Friday, March 11, 2011

Chester, OH: Man killed dogs, held girlfriend hostage

March 11, 2011 - By NANCY TULLIS (ntullis@reviewonline.com)

CHESTER - A county man who held his former girlfriend hostage and tortured and killed 29 dogs had been charged previously in Hancock County and was on house arrest, Sheriff Mike White said.

"I have seen this (animal cruelty before) but not to this magnitude," White said. "This is atrocious."

White said such a case is the main reason why he is not a fan of house arrest.

"We are using house arrest and not putting people in jail," he said. "This is a serious issue."

The sheriff said that as a convicted felon, Jeffrey Nally Jr., 19, of 1855 Orchard Lane, was not to be in possession of any weapons. There were several in the Orchard Lane home, and he used them to threaten the 19-year-old Clarksburg woman, White said.

"The violence was escalating, and in my opinion it's good this ended when it did, because I believe he eventually would have killed her," White said.

Chief Deputy Todd Murray said the 19-year-old Clarksburg area woman is back home with her family today after a month-long ordeal. Murray said she was held against her will and forced to watch while her former boyfriend tortured and mutilated 29 dogs.

Murray said deputies of the department's Special Response Team (SRT) assisted West Virginia State Police in taking Nally into custody Wednesday night. The woman was safely removed from the home, and did not require medical treatment. Sheriff's deputies transported her to Clarksburg, Murray said.

Nally is being held in the Northern Regional Jail, Moundsville, on $450,000 bond. He is charged through the West Virginia State Police with 29 counts of felony animal cruelty, one count of domestic battery and one count of kidnapping.

Murray said after securing the scene, deputies, state troopers and Nicole Busick, county animal control officer, spent the night burying the dogs. Three dogs and a pig were rescued from the home, he said.

Murray said state police called the sheriff's office for assistance around 7 p.m. after state police Cpl. Larry Roberts received a call from the woman's mother. She said her daughter had told her she was being held hostage and her boyfriend was killing dogs. She told police they had to get her daughter out of there. She said Nally had told her daughter he would kill any officer who showed up to arrest him, and kill her daughter and himself.

Deputies met state troopers and assembled the SRT team. They went to Nally's Orchard Lane home off state Route 8 around 9 p.m., he said.

"We had the element of surprise," Murray said. "We had the mother call her daughter as she often did, and she was able to get outside. We secured her, then moved in."

The 19-year-old said she and Nally met through mutual friends and dated for several months before she voluntarily moved in with him in December. She told police the abuse developed over time, and in the past month he had become more physically and sexually abusive.

She told police that in the past three weeks, she had not been allowed to go anywhere alone, not even to the bathroom or in the shower. Nally monitored her phone calls and restricted food, sometimes not allowing her to eat for two or three days at a time, she said.

The woman told police Nally began torturing and killing the dogs - most of them puppies - in the past few weeks. She said he took pleasure in her terror as he made her watch him kill the puppies, experimenting with different tools.

Murray said the dead dogs were in various stages of decomposition, showing he had been killing them over time. Some of the dogs were buried, others were in plastic bags which he had tossed over the hill.

"Some were decapitated, some skinned," Murray said. "He used different tools on each dog -a crossbow, hammers, saws, drills - he did all this in the house. He made her watch, then forced her to clean up the mess."

Murray said Nally gathered the dogs over time by responding to newspaper ads.

"When people would have free puppies, he'd get them and tell the people he lived on a farm," Murray said.

He said some people even delivered the puppies to Nally's rural residence, thinking they were going to a good home.

*The data:*

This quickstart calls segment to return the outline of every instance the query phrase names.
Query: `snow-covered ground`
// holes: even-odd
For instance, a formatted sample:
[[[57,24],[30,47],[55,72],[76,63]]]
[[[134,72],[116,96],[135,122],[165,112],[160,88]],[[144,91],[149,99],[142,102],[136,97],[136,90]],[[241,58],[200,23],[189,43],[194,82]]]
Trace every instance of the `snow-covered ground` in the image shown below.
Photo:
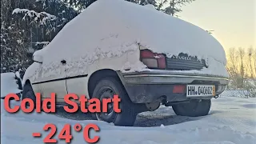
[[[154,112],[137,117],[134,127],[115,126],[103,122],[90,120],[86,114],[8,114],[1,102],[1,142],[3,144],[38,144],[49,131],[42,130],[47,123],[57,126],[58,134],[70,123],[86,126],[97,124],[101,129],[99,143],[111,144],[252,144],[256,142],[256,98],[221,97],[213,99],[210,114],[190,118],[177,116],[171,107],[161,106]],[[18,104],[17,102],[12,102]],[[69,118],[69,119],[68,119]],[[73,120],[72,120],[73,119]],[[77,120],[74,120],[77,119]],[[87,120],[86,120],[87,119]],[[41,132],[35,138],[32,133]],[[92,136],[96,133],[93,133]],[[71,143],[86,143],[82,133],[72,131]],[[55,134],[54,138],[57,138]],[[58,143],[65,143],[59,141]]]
...
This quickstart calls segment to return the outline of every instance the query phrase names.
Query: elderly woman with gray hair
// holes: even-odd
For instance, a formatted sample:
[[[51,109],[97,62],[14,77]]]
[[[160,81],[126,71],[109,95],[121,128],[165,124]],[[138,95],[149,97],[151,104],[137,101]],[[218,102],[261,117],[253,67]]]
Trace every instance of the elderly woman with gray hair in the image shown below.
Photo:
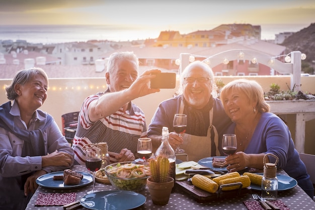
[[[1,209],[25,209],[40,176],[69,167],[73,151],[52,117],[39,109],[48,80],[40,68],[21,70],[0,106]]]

*Questions to answer:*
[A] From the Chester article, extract the passage that begins at the words "She told police that" and stops after the words "with different tools.".
[B] Answer these questions using the Chester article.
(i) On what bond is Nally being held in the Northern Regional Jail?
(ii) Who called state police Cpl. Larry Roberts?
(iii) How did Nally gather the dogs?

*Responses for each task:*
[A]
She told police that in the past three weeks, she had not been allowed to go anywhere alone, not even to the bathroom or in the shower. Nally monitored her phone calls and restricted food, sometimes not allowing her to eat for two or three days at a time, she said.

The woman told police Nally began torturing and killing the dogs - most of them puppies - in the past few weeks. She said he took pleasure in her terror as he made her watch him kill the puppies, experimenting with different tools.

[B]
(i) $450,000.
(ii) The woman's mother.
(iii) He responded to newspaper ads.